Your assignment
In the entries that follow, how many lines contain "shorts"? Please reply with only the number.

Available data Start Marker

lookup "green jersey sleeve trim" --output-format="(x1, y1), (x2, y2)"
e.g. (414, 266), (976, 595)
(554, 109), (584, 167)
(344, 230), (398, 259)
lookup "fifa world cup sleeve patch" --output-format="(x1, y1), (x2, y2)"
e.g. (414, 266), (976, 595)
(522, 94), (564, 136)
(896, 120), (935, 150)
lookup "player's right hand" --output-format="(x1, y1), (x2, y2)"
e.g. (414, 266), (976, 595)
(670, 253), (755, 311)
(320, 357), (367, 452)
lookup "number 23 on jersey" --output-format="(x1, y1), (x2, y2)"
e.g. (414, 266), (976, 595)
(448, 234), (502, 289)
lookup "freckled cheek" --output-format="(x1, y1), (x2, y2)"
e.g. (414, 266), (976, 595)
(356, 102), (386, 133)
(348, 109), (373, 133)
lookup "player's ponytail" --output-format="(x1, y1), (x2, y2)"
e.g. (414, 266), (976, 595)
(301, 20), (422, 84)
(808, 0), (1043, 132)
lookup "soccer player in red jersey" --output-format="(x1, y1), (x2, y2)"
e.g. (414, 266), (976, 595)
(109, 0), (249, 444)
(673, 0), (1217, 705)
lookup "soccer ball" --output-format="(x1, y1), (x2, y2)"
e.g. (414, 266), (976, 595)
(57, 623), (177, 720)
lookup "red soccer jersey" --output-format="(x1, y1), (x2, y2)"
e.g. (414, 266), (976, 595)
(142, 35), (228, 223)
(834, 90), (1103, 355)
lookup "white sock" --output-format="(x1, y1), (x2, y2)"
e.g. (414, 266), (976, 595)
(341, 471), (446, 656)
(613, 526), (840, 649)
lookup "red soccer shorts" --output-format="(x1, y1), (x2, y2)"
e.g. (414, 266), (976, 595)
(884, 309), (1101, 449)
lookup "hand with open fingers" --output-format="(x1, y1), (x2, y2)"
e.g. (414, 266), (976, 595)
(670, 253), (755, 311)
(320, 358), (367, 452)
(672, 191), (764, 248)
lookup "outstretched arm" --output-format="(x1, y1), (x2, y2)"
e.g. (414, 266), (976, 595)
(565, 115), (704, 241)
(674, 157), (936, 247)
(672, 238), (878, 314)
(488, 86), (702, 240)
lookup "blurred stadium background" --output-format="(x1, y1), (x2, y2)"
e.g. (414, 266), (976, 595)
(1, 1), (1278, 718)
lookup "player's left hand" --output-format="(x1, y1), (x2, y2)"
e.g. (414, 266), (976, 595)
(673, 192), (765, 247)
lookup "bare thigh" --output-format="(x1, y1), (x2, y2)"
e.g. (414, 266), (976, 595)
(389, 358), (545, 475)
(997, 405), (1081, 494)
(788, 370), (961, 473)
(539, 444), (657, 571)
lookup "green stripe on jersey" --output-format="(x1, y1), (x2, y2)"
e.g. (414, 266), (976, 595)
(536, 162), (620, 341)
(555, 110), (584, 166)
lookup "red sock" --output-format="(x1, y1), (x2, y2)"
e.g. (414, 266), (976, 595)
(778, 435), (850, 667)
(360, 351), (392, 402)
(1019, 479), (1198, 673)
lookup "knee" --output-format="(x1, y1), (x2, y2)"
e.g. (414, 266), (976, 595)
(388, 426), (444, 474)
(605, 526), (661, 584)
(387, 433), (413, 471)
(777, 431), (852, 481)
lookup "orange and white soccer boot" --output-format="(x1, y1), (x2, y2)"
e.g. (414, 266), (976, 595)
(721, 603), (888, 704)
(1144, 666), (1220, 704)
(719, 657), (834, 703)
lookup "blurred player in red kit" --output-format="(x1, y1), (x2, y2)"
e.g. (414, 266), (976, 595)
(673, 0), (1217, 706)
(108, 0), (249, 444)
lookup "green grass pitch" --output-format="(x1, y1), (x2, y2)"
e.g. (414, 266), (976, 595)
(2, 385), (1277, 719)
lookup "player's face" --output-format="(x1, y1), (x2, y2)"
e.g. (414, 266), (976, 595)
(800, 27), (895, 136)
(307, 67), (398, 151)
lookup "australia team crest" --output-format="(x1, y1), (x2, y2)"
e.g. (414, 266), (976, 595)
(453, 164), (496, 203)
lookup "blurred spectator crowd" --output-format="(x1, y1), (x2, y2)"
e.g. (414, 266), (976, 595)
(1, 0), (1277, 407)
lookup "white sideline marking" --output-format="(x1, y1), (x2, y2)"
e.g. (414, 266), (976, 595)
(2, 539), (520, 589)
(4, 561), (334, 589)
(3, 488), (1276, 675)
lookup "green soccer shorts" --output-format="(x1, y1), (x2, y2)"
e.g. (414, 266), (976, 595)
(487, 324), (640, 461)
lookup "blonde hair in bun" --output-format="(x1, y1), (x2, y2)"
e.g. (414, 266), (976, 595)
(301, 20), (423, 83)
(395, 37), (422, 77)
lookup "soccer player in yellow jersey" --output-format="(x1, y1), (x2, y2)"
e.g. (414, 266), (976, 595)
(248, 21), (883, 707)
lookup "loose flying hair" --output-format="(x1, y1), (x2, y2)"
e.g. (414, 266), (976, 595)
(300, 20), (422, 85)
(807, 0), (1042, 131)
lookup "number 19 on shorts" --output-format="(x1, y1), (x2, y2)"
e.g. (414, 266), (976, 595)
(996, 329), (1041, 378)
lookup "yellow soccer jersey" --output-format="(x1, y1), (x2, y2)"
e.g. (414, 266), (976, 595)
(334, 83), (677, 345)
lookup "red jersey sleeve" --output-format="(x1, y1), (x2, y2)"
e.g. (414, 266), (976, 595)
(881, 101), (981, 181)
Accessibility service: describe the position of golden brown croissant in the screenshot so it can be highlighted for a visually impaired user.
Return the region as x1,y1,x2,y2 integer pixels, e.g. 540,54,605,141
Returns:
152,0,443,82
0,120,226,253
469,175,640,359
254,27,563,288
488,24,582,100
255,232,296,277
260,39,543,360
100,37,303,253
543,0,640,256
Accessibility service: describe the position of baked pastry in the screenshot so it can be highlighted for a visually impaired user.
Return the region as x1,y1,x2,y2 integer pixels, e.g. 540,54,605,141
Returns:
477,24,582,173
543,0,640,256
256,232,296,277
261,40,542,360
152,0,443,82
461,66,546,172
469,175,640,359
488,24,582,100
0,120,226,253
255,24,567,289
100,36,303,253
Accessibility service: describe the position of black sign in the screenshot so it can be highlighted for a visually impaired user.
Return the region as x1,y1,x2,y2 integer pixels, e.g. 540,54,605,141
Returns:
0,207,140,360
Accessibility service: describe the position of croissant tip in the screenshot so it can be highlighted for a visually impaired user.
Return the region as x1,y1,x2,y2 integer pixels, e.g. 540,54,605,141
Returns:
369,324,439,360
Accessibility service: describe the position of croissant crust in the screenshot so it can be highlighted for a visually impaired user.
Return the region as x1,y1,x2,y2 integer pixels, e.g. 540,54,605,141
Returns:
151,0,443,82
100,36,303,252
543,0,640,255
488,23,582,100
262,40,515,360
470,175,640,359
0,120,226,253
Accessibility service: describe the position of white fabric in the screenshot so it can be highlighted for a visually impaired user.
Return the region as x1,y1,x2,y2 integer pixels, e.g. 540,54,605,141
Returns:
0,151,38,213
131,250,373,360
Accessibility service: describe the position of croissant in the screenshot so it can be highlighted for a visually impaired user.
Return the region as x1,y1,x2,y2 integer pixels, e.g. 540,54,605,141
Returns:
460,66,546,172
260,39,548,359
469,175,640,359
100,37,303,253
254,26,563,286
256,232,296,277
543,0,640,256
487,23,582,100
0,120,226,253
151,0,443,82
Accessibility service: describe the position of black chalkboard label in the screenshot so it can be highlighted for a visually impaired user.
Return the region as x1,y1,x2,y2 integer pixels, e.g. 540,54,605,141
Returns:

Available data End Marker

Response box
3